> _Text provided_:
-- Opening Marker --
Weigel

The Gloat-Worthy but Mostly Meaningless Meaning of George W. Bush’s Poll Numbers

Comparing George W. Bush’s “approval ratings” with President Obama’s pits nostalgia against reality.

Photo by Saul Loeb/AFP/Getty Images

Maggie Haberman’s Politico lede on the “re-emergence of George W. Bush” makes an argument that’s probably worth diagnosing for its pointlessness. According to Haberman, “in a twist few would have predicted even six months ago, Bush’s public approval rating recently eclipsed Obama’s.” A few grafs later: “His approval ratings — once as low as 23 percent — have climbed to a seven-year high of 47 percent in a recent Washington Post poll. A CNN poll last month showed Obama’s approval at 45 percent.”

But there aren’t really “approval ratings” for George W. Bush. There was, in April, a Washington Post poll that asked voters whether, in retrospect, they “approve or disapprove of the way Bush handled his job as president.” And 47 percent said they approved, though much smaller numbers approved of his actual performance on foreign and domestic policy. That is marginally higher than Barack Obama’s current approval rating, but it’s an apples-pears comparison—one question is based in nostalgia; the other, contemporary performance.
-- Closing Marker --
> _Task list_:
**A)** List every distinct percentage figure that appears in the text about Bush's poll numbers, noting what each one refers to.
**B)** According to the text about Bush's poll numbers, in what month did the Washington Post conduct its poll on Bush's handling of the presidency?
**C)** Write the next part of the text about Bush's poll numbers, picking up after its final sentence.

(Stored data entries)
-- Opening Marker --
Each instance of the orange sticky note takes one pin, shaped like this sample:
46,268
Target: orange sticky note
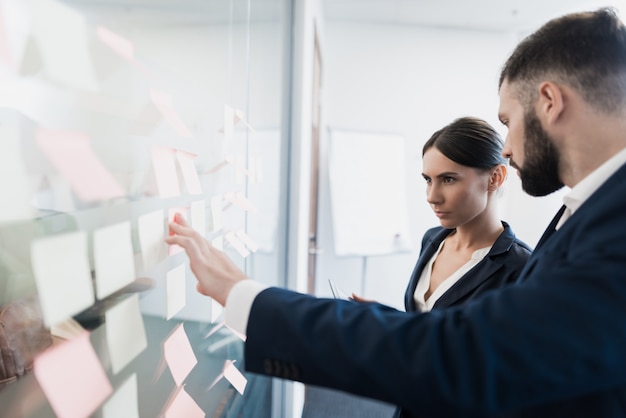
179,355
71,154
72,378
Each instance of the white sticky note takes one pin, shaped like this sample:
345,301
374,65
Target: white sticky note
198,216
229,123
245,238
234,376
164,103
61,33
217,213
61,267
72,378
13,179
123,403
125,332
189,171
113,258
179,354
175,284
165,171
151,231
119,44
232,239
-- Closing Marker --
> _Responses to the tasks_:
**A)**
23 percent: Bush's approval rating at its lowest.
47 percent: Bush's approval in a recent Washington Post poll, a seven-year high.
45 percent: Obama's approval in a CNN poll from the previous month.

**B)** April.

**C)**
What other reporters (not Haberman) have occasionally done is conflate real-time poll numbers that don’t even gauge Bush’s job approval. Last month, taking a break from blog posts about how Republicans could win the Massachusetts special election, Jennifer Rubin noted a new Gallup poll that had 49 percent of Americans “viewing [Bush] favorably,” while “on the same day President Obama’s approval/disapproval margin was 47 to 44 percent.” But these are different measurements. One question asks whether voters simply like a person, and one asks how that person’s performing in office. Obama’s “favorable” number hangs around 50 percent, dipping as low as 47 percent (Fox News) and as high as 55 percent (Gallup). He continues to be better-liked than Bush, though during the NSA story the numbers have started to converge.

Anyway, none of this seems to matter politically. Republicans aren’t capitalizing on any affection or nostalgia for Bush. The former president’s short address on immigration today is having no impact on the current immigration debate. Republicans I talked to yesterday politely declined to say whether Bush’s support for a bill was helpful; I took this to mean that it wasn’t, really. Bush’s recovery from sub-30 percent poll numbers has been welcomed by Republicans as a tool for gloating, with no corresponding look at Bush’s policy preferences. It’s something to crow about on Fox News before going back into the conference meeting to kill immigration reform.